* **RAW DATA**
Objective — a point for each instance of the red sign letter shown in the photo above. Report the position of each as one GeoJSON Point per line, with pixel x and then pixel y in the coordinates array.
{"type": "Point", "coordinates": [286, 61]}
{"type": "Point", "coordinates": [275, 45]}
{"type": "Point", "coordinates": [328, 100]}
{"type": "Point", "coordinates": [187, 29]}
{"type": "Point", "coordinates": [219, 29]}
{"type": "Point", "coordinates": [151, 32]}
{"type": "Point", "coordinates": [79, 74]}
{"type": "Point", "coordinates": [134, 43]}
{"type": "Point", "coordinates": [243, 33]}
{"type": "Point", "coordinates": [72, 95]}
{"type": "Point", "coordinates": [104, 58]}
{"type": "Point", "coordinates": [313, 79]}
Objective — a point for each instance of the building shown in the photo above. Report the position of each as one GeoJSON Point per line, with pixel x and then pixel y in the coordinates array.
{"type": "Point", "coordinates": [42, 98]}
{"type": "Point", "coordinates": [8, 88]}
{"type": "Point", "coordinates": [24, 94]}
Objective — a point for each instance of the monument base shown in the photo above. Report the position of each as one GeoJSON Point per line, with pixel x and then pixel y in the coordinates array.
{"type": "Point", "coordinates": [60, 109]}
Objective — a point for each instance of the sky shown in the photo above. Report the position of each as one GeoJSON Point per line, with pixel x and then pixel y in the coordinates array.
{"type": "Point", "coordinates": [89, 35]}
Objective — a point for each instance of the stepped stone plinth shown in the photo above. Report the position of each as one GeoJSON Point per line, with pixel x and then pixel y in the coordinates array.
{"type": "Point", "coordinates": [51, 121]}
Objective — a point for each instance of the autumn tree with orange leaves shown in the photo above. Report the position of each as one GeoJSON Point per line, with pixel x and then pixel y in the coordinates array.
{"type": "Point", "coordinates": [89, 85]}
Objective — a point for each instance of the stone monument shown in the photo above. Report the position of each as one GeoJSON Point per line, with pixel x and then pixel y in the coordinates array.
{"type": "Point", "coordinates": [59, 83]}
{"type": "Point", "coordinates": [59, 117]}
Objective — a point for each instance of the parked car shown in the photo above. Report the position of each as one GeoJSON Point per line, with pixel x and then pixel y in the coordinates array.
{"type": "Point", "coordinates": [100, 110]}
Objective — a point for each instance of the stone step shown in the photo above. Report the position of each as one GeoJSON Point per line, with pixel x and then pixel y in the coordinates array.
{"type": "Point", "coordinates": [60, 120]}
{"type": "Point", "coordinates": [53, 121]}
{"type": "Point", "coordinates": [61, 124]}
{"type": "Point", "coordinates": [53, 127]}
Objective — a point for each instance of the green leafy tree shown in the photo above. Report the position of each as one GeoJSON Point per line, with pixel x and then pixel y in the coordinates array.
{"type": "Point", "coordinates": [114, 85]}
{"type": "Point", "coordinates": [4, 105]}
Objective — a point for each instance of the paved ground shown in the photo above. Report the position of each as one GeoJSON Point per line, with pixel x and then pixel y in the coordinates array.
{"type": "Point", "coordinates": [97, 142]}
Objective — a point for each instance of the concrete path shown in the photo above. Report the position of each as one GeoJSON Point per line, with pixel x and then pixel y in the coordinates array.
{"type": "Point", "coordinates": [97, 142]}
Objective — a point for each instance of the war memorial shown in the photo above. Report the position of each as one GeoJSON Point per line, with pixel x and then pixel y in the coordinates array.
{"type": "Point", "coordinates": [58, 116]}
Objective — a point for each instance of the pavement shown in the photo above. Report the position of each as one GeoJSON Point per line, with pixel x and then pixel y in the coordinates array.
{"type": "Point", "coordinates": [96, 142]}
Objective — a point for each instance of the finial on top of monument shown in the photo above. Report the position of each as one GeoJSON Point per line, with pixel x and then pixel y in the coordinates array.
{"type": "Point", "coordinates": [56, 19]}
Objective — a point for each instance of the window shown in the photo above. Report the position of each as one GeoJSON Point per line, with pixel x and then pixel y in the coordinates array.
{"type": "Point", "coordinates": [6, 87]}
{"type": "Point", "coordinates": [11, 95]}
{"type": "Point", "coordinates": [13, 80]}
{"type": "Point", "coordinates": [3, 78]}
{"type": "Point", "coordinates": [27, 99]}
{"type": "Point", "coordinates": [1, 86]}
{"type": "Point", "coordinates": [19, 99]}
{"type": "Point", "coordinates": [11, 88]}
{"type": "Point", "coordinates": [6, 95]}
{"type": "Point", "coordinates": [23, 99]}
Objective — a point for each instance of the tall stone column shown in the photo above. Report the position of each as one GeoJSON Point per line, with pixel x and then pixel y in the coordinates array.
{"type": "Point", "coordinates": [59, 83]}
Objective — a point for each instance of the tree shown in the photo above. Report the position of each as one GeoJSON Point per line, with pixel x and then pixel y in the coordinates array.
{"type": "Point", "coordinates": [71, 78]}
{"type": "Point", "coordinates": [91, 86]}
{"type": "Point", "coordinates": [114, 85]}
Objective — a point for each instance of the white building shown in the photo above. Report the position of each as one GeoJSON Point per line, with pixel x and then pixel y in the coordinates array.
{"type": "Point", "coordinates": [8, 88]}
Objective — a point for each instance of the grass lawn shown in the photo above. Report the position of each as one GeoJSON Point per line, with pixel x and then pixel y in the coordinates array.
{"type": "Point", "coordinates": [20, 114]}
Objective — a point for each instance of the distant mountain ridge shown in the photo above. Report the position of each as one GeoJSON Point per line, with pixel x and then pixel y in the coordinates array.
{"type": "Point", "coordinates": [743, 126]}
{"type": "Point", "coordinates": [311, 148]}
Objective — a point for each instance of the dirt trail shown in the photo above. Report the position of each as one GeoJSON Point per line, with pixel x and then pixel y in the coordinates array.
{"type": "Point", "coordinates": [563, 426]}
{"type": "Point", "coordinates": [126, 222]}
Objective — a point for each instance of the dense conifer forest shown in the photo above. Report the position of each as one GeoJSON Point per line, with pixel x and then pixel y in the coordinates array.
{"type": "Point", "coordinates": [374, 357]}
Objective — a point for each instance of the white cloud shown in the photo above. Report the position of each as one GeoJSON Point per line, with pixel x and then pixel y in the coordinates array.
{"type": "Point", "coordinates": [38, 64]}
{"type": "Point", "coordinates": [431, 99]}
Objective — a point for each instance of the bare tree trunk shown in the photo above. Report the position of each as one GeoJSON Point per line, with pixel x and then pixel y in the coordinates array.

* **ABOUT THIS TASK**
The answer should repeat every line of the listing exactly.

* **EXERCISE RESULT**
Objective — a point for each instance of the red sign letter shown in the photo above. Report the position of each as one GeoJSON Point per line, with pixel x and then pixel y in the coordinates array.
{"type": "Point", "coordinates": [286, 61]}
{"type": "Point", "coordinates": [275, 45]}
{"type": "Point", "coordinates": [328, 100]}
{"type": "Point", "coordinates": [187, 29]}
{"type": "Point", "coordinates": [219, 29]}
{"type": "Point", "coordinates": [151, 32]}
{"type": "Point", "coordinates": [79, 74]}
{"type": "Point", "coordinates": [134, 43]}
{"type": "Point", "coordinates": [243, 33]}
{"type": "Point", "coordinates": [72, 95]}
{"type": "Point", "coordinates": [104, 58]}
{"type": "Point", "coordinates": [313, 79]}
Objective — a point for each instance of the building shown in the photo above. Report the position of each as one GeoJSON Point per line, with pixel x and then pixel y in the coordinates array.
{"type": "Point", "coordinates": [42, 98]}
{"type": "Point", "coordinates": [8, 88]}
{"type": "Point", "coordinates": [24, 94]}
Objective — a point for each instance of the monument base shown in the photo above. Report the position of each as one GeoJSON Point per line, with pixel x and then pixel y in the coordinates array.
{"type": "Point", "coordinates": [60, 109]}
Objective — a point for each instance of the sky shown in the photo above. Report the position of each as one GeoJSON Point per line, with pixel x and then pixel y in the coordinates array.
{"type": "Point", "coordinates": [89, 35]}
Objective — a point for each instance of the stepped stone plinth shown in the photo above. Report the position of each as one GeoJSON Point per line, with pixel x and then pixel y in the coordinates array.
{"type": "Point", "coordinates": [51, 121]}
Objective — a point for each instance of the autumn tree with orange leaves shown in the photo above. Report the position of each as one GeoJSON Point per line, with pixel x and then pixel y in the coordinates array.
{"type": "Point", "coordinates": [89, 85]}
Objective — a point for each instance of the stone monument shown in the photo above. Report the position of each as one GeoJSON Point per line, with pixel x and then pixel y in the coordinates array.
{"type": "Point", "coordinates": [59, 83]}
{"type": "Point", "coordinates": [59, 117]}
Objective — a point for each instance of the parked car shown in the photo above. Report the position of each as one GeoJSON Point per line, with pixel x and then pixel y in the coordinates array.
{"type": "Point", "coordinates": [100, 110]}
Objective — a point for each instance of the stone step shown in the photo above. Report the position of each as one GeoJSON Point per line, with pixel x and then pixel y in the coordinates array.
{"type": "Point", "coordinates": [60, 120]}
{"type": "Point", "coordinates": [53, 121]}
{"type": "Point", "coordinates": [61, 124]}
{"type": "Point", "coordinates": [53, 127]}
Objective — a point for each instance of the green leafy tree shown in the photo above. Report the position of each as one GeoJSON Point per line, with pixel x and then pixel y in the coordinates array.
{"type": "Point", "coordinates": [114, 85]}
{"type": "Point", "coordinates": [4, 105]}
Objective — a point for each instance of the paved ground shown in the photo above. Report the position of each as one GeoJSON Point per line, with pixel x and then pixel y in the coordinates array.
{"type": "Point", "coordinates": [97, 142]}
Objective — a point for each instance of the concrete path shown in the photo above. Report the position of each as one GeoJSON Point per line, with pixel x and then pixel y in the coordinates array.
{"type": "Point", "coordinates": [97, 142]}
Objective — a point for each instance of the war memorial shown in the photo above. Report the position of each as one GeoJSON Point per line, with pixel x and then pixel y in the coordinates array.
{"type": "Point", "coordinates": [58, 116]}
Objective — a point for each instance of the pavement shown in the photo above. Report the position of each as one GeoJSON Point per line, with pixel x and then pixel y in the coordinates array.
{"type": "Point", "coordinates": [96, 142]}
Objective — a point for each instance of the finial on top of monument shown in the photo above. Report the position of each as one GeoJSON Point per line, with pixel x and then pixel y in the coordinates array.
{"type": "Point", "coordinates": [56, 19]}
Objective — a point for each instance of the window shown in the photo above. Report the position of each as one GeoJSON Point per line, with pixel x and then pixel y in the coordinates array.
{"type": "Point", "coordinates": [6, 87]}
{"type": "Point", "coordinates": [11, 95]}
{"type": "Point", "coordinates": [13, 80]}
{"type": "Point", "coordinates": [3, 78]}
{"type": "Point", "coordinates": [27, 99]}
{"type": "Point", "coordinates": [1, 86]}
{"type": "Point", "coordinates": [19, 99]}
{"type": "Point", "coordinates": [11, 88]}
{"type": "Point", "coordinates": [6, 95]}
{"type": "Point", "coordinates": [23, 99]}
Objective — a point for each instance of the tall stone column shown in the photo above. Report the position of each as one GeoJSON Point per line, with pixel x and then pixel y in the coordinates array.
{"type": "Point", "coordinates": [59, 83]}
Objective — a point for each instance of the tree shown in the photo above. Report the position of each as one GeoJSON Point per line, with pixel x and then pixel y in the coordinates array.
{"type": "Point", "coordinates": [71, 78]}
{"type": "Point", "coordinates": [91, 86]}
{"type": "Point", "coordinates": [114, 85]}
Objective — a point for each instance of the white building shown in the photo above. Report the position of each as one GeoJSON Point per line, with pixel x and then pixel y in the coordinates array.
{"type": "Point", "coordinates": [8, 88]}
Objective — a point for each instance of the grass lawn shown in the photo above. Report the position of each as one GeoJSON Point per line, with pixel x and then pixel y in the coordinates array.
{"type": "Point", "coordinates": [20, 114]}
Objective — a point for each instance of the distant mountain ridge shown in the photo above. Report the position of each as one GeoJSON Point per line, with pixel x and then pixel y in the coordinates array.
{"type": "Point", "coordinates": [743, 126]}
{"type": "Point", "coordinates": [311, 148]}
Objective — a point for each instance of the dirt trail shown in the photo above. Report the position of each as one GeoJSON Point per line, with pixel x and then pixel y in the coordinates array.
{"type": "Point", "coordinates": [563, 426]}
{"type": "Point", "coordinates": [126, 222]}
Objective — a point for each instance of the dense conifer forest shown in the photo above. Report the position of each as one GeoJSON Point per line, with pixel x and then pixel y in the coordinates array.
{"type": "Point", "coordinates": [374, 357]}
Objective — a point for each instance of the white cloud shown in the photo above. Report the position of each as one GeoJSON Point per line, with pixel x and then pixel y in the coordinates array.
{"type": "Point", "coordinates": [38, 64]}
{"type": "Point", "coordinates": [431, 99]}
Objective — a point for each instance of the bare tree trunk shown in the photo above. Report the position of each as one GeoJSON Point per line, with pixel x and then pixel y in the coordinates array.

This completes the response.